▸ **Records for the task**:
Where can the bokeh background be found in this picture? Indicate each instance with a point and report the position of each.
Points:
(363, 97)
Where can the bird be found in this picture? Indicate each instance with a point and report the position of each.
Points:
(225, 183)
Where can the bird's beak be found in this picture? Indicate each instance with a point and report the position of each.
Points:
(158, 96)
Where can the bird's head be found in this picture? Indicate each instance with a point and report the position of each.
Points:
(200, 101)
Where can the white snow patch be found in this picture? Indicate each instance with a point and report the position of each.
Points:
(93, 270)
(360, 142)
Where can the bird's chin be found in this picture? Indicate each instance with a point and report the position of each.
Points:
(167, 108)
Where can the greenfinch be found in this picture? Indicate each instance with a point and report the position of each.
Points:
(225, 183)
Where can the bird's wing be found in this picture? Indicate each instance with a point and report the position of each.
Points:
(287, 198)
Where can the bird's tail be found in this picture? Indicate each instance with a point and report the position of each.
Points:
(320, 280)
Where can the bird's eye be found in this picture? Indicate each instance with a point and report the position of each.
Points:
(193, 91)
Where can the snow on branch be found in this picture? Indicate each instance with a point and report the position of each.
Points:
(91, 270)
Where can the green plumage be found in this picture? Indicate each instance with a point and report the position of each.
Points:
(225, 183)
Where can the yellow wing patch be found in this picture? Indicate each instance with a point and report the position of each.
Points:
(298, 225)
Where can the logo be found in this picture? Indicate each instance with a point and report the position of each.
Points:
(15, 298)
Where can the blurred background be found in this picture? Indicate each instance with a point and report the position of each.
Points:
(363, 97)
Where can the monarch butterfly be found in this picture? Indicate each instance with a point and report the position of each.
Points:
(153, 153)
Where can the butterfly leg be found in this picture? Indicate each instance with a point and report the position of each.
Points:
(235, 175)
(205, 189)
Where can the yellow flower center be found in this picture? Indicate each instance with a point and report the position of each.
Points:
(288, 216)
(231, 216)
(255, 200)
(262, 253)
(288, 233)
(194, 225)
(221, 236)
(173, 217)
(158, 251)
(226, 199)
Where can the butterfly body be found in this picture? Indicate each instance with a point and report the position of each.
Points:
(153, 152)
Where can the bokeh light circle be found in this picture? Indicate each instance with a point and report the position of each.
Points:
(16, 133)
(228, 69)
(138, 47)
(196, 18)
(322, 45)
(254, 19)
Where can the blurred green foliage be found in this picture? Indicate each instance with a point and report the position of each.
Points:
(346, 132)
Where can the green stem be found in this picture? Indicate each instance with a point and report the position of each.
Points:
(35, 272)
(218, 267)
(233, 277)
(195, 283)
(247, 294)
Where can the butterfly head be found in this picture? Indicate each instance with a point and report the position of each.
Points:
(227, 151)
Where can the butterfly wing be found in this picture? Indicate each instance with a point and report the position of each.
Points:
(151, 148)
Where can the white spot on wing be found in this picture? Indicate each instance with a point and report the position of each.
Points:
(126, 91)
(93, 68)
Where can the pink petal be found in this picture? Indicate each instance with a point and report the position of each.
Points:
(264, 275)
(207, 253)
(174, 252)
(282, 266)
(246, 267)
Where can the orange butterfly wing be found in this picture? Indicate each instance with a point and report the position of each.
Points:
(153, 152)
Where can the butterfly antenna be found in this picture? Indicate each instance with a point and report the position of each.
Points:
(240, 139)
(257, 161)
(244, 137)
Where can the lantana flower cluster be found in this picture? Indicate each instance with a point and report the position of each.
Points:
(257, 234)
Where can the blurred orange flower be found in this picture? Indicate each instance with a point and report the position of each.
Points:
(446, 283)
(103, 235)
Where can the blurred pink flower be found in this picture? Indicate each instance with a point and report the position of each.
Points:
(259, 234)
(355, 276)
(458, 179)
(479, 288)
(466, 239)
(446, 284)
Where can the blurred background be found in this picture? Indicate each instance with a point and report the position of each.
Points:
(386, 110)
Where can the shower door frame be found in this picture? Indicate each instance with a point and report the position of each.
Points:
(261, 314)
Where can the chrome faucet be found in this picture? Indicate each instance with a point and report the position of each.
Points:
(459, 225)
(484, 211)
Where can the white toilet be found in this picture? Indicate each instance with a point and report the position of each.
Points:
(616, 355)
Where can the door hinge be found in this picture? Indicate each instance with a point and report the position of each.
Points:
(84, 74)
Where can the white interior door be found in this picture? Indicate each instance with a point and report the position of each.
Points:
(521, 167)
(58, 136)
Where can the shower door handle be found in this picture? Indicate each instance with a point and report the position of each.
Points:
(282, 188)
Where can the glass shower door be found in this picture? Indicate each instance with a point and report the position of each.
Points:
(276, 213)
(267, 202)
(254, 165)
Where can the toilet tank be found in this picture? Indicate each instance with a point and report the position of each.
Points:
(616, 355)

▸ **Task prompt**: Transcribe all of the data above, character for character.

▸ **Result of this task**:
Where can the bokeh background be found in this picture? Indicate each instance with a point and report the position of each.
Points:
(363, 97)
Where can the bird be found in this picture? Indicate each instance with a point and report the position of each.
Points:
(225, 183)
Where can the bird's beak be found in this picture? Indicate each instance with a point and report the position of each.
Points:
(158, 96)
Where can the bird's head be found in this picture? Indicate each instance with a point and report the position of each.
Points:
(200, 101)
Where can the white snow patch be found in this picture? Indicate each instance with a point and report the position of each.
Points:
(93, 270)
(360, 142)
Where can the bird's chin be found in this picture? Indicate each instance with a point and report the position of each.
Points:
(167, 108)
Where can the greenfinch be found in this picture? Indicate each instance with a point and report the position of each.
Points:
(225, 183)
Where can the bird's wing be found in this picture? Indicate each instance with a point and report the position of each.
Points:
(287, 198)
Where can the bird's tail be found in this picture? Indicate each instance with a point and report the position of each.
Points:
(320, 280)
Where can the bird's eye be found in this picture? Indicate each instance with a point and report the position of each.
Points:
(193, 91)
Where can the snow on branch be found in this picture? Indicate each instance with a point and report the position of each.
Points:
(91, 270)
Where can the green plumage be found in this picture? Indicate each instance with a point and report the position of each.
Points:
(225, 183)
Where can the yellow wing patch be found in this picture? Indicate each instance with a point and report the position of each.
Points:
(298, 225)
Where can the logo be found in this picture? Indicate each instance with a point and report the position of each.
Points:
(15, 298)
Where can the blurred background be found in this picture? Indicate each instance with a point and report the position of each.
Points:
(363, 97)
Where can the monarch butterfly be found in this picture? Indicate each instance with a point and report the position of each.
Points:
(153, 153)
Where can the butterfly leg be found in this picture? Indicate each instance with a point and report the position of each.
Points:
(235, 175)
(205, 189)
Where can the yellow flower center be found in this picture? Indicate each instance with a point and report the position of each.
Points:
(288, 216)
(231, 216)
(255, 200)
(262, 253)
(288, 233)
(194, 225)
(221, 236)
(173, 217)
(158, 251)
(226, 199)
Where can the butterfly body be found in this picture? Indicate each instance with a point and report the position of each.
Points:
(153, 152)
Where can the bokeh light circle be found in this picture? Indicate each instance with a point and report the position of each.
Points:
(16, 133)
(228, 69)
(138, 47)
(196, 18)
(322, 45)
(254, 19)
Where can the blurred green foliage be found in this picture? Indicate each instance with a point and report the position of each.
Points:
(346, 132)
Where can the green stem be found in this picture? Indicate each instance with a point and report the position of each.
Points:
(35, 272)
(218, 267)
(233, 277)
(195, 283)
(247, 294)
Where can the butterfly head be found in this picture? Indicate each instance with a point and report the position of each.
Points:
(227, 151)
Where can the butterfly wing be found in this picture? Indicate each instance with a point and report the position of each.
Points:
(151, 148)
Where can the white spot on wing be found in this picture? Indicate each instance with a point and report the position of each.
Points:
(126, 91)
(93, 68)
Where can the pink petal be found in this picture? Indicate each instance with a point and report the position of each.
Points:
(264, 275)
(207, 253)
(174, 252)
(282, 266)
(246, 267)
Where can the orange butterfly wing be found in this picture? Indicate each instance with a point and report the position of each.
Points:
(153, 152)
Where can the butterfly antenna be found in this picture? Indicate each instance with a point and report the position of each.
Points:
(240, 139)
(257, 161)
(244, 137)
Where can the lantana flower cluster be found in this picture? Indicate each instance with a point and report the position of each.
Points:
(257, 234)
Where can the blurred orange flower be found in this picture? Indicate each instance with a point and report the position of each.
Points:
(446, 283)
(103, 235)
Where can the blurred pink flower be found in this picture? Indicate each instance with a point and report the position of each.
Points:
(259, 234)
(355, 276)
(458, 179)
(479, 288)
(466, 239)
(446, 284)
Where can the blurred background be found in this picture? Indicate each instance with a point and report the position of each.
Points:
(386, 110)
Where can the shower door frame be found in this picture? Indicate each instance with a point and report the position of each.
Points:
(261, 314)
Where can the chrome faucet be found in this picture? Indicate each instance with a point and report the position of each.
Points:
(459, 225)
(484, 211)
Where can the white toilet be found in this picture? Indicate each instance with a point and report the position of each.
Points:
(616, 355)
Where can the door hinge be found in this picture? Indicate each instance with a point and report the position of each.
Points:
(84, 74)
Where can the white interior door be found in this picture? Indicate each instance with a point and report the position of each.
Points:
(521, 167)
(58, 136)
Where can the shower door handle be found in this picture? Indicate each instance with a point and report the position of each.
Points:
(282, 188)
Where can the glass shower door be found in this picture? Indicate each instance with a point and report the position of each.
Points:
(276, 213)
(267, 202)
(254, 165)
Where can the toilet tank be found in this picture? Indicate each instance with a point and report the position of each.
Points:
(616, 355)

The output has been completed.